Given text:
- Born: 18 June 1941 (age 84) Hitchin, England
- Occupation: Writer

= Paul Mayersberg =

English writer and director (born 1941)

Paul Mayersberg (born 18 June 1941) is an English writer and director and was the film critic for Movie magazine in the early 1960s and author of 1968 film book Hollywood, The Haunted House. He wrote several films for Nicholas Roeg before turning director with Captive.

==Awards==
Mayersberg received a nomination for Best Motion Picture in 2001 at the Edgar Awards for Croupier.

Excerpted records:

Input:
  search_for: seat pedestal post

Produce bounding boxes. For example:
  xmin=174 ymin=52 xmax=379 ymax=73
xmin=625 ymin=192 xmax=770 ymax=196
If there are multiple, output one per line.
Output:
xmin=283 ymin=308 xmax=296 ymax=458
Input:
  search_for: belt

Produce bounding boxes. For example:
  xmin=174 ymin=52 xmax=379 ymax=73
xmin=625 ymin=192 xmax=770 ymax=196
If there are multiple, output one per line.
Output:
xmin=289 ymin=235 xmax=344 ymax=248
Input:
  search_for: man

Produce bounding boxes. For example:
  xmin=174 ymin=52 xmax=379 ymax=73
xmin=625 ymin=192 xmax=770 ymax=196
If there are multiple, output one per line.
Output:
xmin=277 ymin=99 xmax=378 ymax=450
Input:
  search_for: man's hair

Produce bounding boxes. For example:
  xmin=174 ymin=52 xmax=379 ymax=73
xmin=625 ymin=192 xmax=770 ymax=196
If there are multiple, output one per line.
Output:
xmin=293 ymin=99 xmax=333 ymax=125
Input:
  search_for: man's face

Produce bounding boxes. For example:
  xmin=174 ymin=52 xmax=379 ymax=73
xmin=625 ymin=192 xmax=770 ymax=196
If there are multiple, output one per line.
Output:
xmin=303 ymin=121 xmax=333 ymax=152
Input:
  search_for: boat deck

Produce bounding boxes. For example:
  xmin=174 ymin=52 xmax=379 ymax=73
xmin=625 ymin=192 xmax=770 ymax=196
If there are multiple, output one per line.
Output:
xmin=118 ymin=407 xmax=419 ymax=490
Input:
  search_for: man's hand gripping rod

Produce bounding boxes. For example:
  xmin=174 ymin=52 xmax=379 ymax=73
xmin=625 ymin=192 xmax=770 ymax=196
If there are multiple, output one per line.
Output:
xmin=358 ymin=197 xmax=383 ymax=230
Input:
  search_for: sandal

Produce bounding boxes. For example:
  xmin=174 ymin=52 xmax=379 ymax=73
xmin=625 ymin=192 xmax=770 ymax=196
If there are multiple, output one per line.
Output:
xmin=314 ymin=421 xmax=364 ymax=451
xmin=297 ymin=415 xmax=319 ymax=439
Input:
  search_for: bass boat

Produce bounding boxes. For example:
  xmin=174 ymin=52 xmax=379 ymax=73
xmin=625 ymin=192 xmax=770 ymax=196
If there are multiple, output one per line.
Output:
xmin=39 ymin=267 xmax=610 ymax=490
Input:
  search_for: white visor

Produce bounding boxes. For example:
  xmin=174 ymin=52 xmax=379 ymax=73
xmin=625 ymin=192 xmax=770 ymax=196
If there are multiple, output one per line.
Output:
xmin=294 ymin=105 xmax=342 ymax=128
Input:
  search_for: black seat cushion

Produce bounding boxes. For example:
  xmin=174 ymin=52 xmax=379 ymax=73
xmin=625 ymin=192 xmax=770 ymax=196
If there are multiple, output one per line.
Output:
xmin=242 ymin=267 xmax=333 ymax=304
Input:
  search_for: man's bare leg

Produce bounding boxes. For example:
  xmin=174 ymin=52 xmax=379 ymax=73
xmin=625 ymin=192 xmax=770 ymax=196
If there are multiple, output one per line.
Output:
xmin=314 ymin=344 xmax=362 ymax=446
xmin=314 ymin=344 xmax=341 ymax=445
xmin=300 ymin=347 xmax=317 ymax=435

Required tasks:
1. List every title of a magazine, book, or film that the Paul Mayersberg page names.
2. Rewrite the records from their first line through the line containing "xmin=283 ymin=308 xmax=296 ymax=458", swapping "pedestal" for "support" and keeping all else unchanged.

Results of the exercise:
1.
Movie
Hollywood, The Haunted House
Captive
Croupier

2.
Input:
  search_for: seat support post

Produce bounding boxes. For example:
  xmin=174 ymin=52 xmax=379 ymax=73
xmin=625 ymin=192 xmax=770 ymax=196
If there are multiple, output one per line.
Output:
xmin=283 ymin=308 xmax=296 ymax=458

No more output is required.